La mise en évidence d’anomalies dans le champ gravitationnel de la Lune indique un intérieur asymétrique, contribuant à expliquer pourquoi ses deux faces se révèlent si différentes.
Lune à deux visages
La face visible de la Lune tranche visuellement avec sa face cachée : la première est globalement lisse et dominée par de vastes « mers », tandis que la seconde, criblée de cratères, apparaît beaucoup plus rugueuse. Si l’on ignorait jusqu’à récemment si cette asymétrie reflétait également un déséquilibre plus profond, de nouveaux travaux menés par Ryan Park, du Jet Propulsion Laboratory de la NASA, et ses collègues appuient ce scénario.
Dans le cadre de la mission GRAIL, il y a un peu plus d’une décennie, deux sondes spatiales avaient été placées en orbite autour de la Lune afin de réaliser un relevé très détaillé de son champ gravitationnel. Ces mesures ne pouvant être entièrement expliquées par l’asymétrie de surface de la Lune, les scientifiques se sont demandé si sa structure interne n’était pas également irrégulière.

Liste des items:

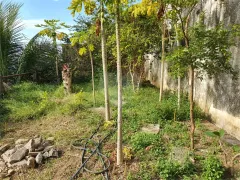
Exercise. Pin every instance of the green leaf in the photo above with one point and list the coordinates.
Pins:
(221, 133)
(211, 134)
(91, 47)
(82, 51)
(236, 148)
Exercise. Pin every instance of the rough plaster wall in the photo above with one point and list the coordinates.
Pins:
(220, 96)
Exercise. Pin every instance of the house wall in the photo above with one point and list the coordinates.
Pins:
(220, 96)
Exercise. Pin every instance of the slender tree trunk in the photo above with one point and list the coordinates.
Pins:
(132, 77)
(162, 62)
(56, 59)
(179, 91)
(93, 83)
(119, 77)
(191, 87)
(1, 86)
(179, 78)
(104, 62)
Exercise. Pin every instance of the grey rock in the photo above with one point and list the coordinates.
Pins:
(45, 155)
(4, 147)
(18, 155)
(37, 142)
(20, 164)
(40, 148)
(30, 145)
(31, 162)
(21, 141)
(36, 136)
(19, 146)
(48, 148)
(33, 154)
(39, 158)
(11, 172)
(7, 154)
(50, 140)
(53, 153)
(151, 128)
(2, 166)
(46, 143)
(3, 175)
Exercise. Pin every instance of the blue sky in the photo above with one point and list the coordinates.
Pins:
(35, 11)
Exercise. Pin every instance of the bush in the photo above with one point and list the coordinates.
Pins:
(173, 170)
(212, 168)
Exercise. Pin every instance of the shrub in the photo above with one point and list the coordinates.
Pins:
(212, 168)
(142, 140)
(173, 170)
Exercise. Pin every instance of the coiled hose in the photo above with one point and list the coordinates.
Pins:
(84, 147)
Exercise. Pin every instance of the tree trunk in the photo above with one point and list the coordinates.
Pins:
(119, 77)
(132, 77)
(162, 63)
(56, 59)
(179, 90)
(1, 86)
(93, 83)
(191, 73)
(104, 62)
(179, 78)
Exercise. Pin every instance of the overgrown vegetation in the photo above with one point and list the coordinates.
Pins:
(153, 153)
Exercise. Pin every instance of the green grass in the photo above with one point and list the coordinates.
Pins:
(29, 101)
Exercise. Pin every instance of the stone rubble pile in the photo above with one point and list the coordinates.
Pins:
(26, 153)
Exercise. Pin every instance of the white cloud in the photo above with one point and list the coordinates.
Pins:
(30, 23)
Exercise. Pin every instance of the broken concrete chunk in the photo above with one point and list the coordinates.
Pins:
(30, 145)
(21, 141)
(151, 128)
(31, 162)
(11, 172)
(7, 154)
(19, 146)
(53, 153)
(45, 144)
(51, 140)
(37, 142)
(4, 147)
(40, 148)
(20, 164)
(39, 158)
(3, 175)
(45, 155)
(2, 166)
(48, 148)
(33, 154)
(18, 155)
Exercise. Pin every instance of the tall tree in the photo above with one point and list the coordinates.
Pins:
(84, 38)
(10, 35)
(157, 8)
(51, 28)
(89, 6)
(206, 56)
(119, 78)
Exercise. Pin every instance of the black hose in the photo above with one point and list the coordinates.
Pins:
(78, 145)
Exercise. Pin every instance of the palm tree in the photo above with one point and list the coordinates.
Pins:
(51, 28)
(90, 6)
(10, 35)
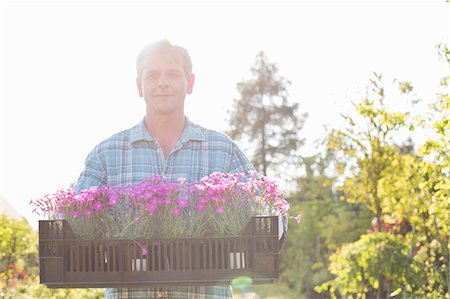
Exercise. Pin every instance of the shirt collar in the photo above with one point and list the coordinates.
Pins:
(191, 132)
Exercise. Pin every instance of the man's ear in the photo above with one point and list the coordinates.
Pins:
(139, 86)
(190, 86)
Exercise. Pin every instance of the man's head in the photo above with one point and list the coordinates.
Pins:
(166, 50)
(164, 78)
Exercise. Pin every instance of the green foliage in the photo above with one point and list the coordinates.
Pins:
(19, 266)
(264, 116)
(358, 266)
(18, 249)
(407, 253)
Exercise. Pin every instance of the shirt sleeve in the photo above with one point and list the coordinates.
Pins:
(94, 173)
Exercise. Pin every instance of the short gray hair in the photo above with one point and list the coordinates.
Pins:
(164, 47)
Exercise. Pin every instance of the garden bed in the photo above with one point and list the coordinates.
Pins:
(69, 262)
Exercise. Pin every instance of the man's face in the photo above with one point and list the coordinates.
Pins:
(164, 84)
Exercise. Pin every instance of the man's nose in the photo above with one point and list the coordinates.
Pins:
(163, 80)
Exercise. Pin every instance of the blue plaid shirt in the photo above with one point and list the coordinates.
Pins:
(133, 155)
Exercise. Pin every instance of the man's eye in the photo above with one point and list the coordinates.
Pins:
(152, 76)
(174, 75)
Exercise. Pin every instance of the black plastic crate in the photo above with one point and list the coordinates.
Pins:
(69, 262)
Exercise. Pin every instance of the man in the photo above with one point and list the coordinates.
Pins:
(164, 143)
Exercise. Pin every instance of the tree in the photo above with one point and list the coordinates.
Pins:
(18, 250)
(407, 193)
(264, 116)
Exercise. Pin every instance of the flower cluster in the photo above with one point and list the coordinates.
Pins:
(219, 204)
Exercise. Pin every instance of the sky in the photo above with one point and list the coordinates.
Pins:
(67, 69)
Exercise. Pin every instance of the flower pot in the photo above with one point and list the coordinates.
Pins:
(69, 262)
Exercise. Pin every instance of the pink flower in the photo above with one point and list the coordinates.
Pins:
(220, 210)
(200, 207)
(98, 206)
(144, 250)
(176, 212)
(183, 203)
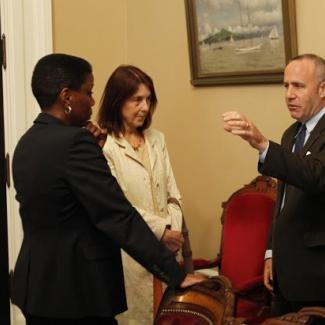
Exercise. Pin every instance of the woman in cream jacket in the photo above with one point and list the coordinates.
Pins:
(138, 158)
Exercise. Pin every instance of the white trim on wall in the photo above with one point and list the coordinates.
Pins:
(27, 25)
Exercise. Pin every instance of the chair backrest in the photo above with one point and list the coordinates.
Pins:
(246, 219)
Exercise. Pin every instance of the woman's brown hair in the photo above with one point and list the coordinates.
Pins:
(121, 85)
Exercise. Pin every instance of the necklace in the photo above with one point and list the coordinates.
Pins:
(135, 141)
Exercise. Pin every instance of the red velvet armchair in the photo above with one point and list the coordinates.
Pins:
(246, 220)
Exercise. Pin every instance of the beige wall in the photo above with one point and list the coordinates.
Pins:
(208, 163)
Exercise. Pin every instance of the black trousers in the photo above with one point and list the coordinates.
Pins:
(35, 320)
(281, 306)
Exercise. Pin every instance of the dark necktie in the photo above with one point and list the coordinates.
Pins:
(300, 138)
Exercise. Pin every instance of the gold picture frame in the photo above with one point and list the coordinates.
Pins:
(240, 41)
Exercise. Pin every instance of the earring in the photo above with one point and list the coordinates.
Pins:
(68, 110)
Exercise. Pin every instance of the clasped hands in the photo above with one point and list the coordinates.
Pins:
(173, 240)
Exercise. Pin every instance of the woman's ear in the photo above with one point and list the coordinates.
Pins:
(65, 96)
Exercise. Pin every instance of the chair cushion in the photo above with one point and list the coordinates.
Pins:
(247, 221)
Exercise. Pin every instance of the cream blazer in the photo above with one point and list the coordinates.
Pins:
(134, 180)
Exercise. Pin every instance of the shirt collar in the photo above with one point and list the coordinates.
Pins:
(312, 122)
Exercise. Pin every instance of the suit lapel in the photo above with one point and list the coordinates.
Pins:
(314, 135)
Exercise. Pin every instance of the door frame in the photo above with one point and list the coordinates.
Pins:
(27, 25)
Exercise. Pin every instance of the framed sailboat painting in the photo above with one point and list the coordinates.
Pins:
(240, 41)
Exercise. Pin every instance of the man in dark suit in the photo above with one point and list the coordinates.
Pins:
(295, 257)
(75, 216)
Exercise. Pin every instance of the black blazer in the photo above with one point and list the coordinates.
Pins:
(75, 219)
(298, 232)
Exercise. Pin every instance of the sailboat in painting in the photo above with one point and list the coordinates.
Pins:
(249, 46)
(274, 34)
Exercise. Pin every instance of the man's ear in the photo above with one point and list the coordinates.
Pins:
(321, 89)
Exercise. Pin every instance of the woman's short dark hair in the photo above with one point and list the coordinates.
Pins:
(54, 72)
(121, 85)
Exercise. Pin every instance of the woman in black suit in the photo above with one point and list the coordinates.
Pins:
(75, 216)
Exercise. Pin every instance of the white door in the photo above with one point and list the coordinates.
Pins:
(27, 26)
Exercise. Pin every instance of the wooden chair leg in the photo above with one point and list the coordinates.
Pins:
(157, 295)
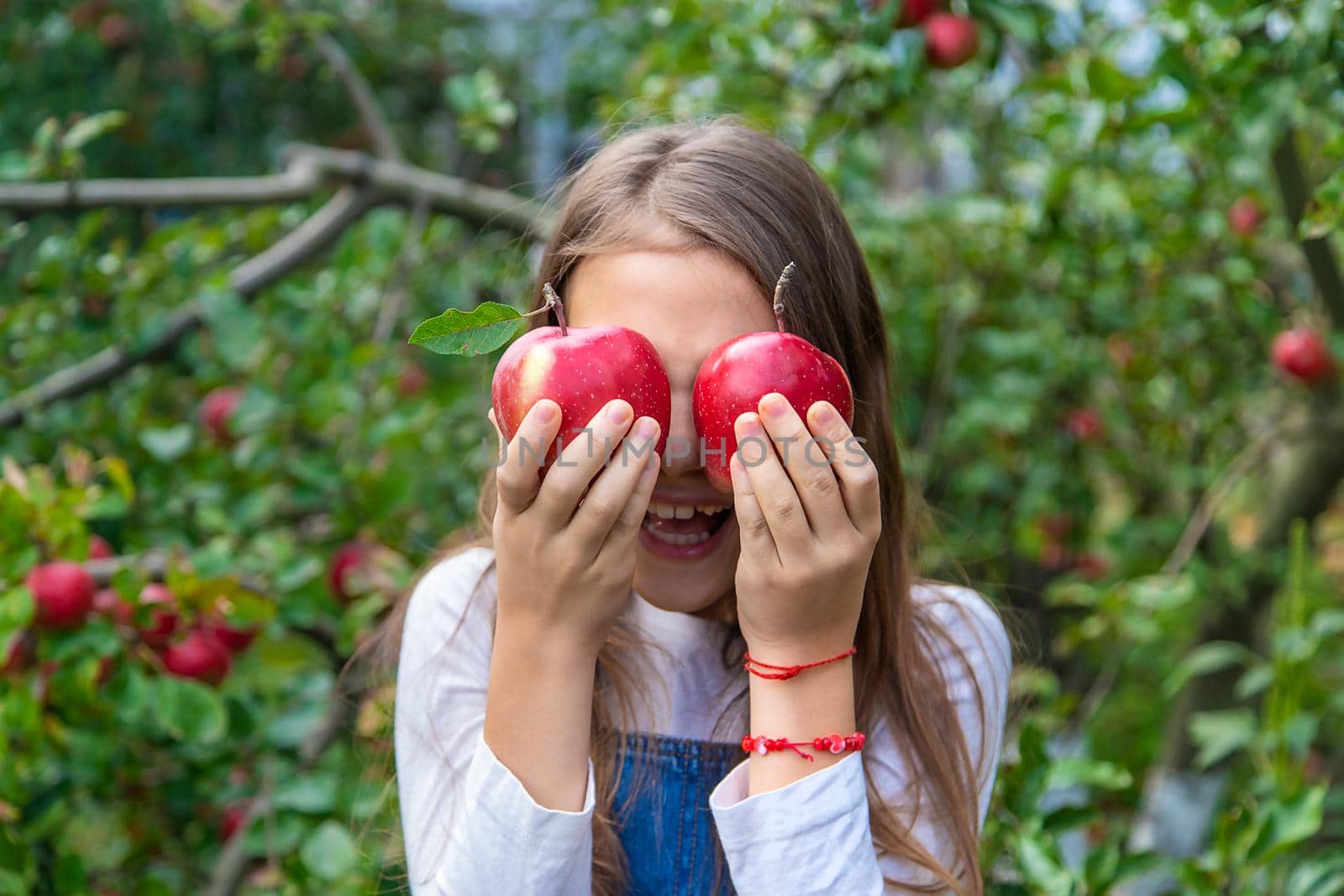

Tâche 1: Recopiez le passage de l'extrait cité allant de « La mise en évidence » à « révèlent si différentes. ».
Tâche 2:
Répondez à ces questions sur l'extrait cité :
(a) Par quoi la face visible de la Lune est-elle dominée ?
(b) À quel laboratoire Ryan Park est-il rattaché ?
(c) Combien de sondes spatiales la mission GRAIL a-t-elle placées en orbite autour de la Lune ?
Les items ne sont pas nécessaires ici.

Réponse 1:
La mise en évidence d’anomalies dans le champ gravitationnel de la Lune indique un intérieur asymétrique, contribuant à expliquer pourquoi ses deux faces se révèlent si différentes.

Réponse 2:
(a) Par de vastes « mers ».
(b) Au Jet Propulsion Laboratory de la NASA.
(c) Deux.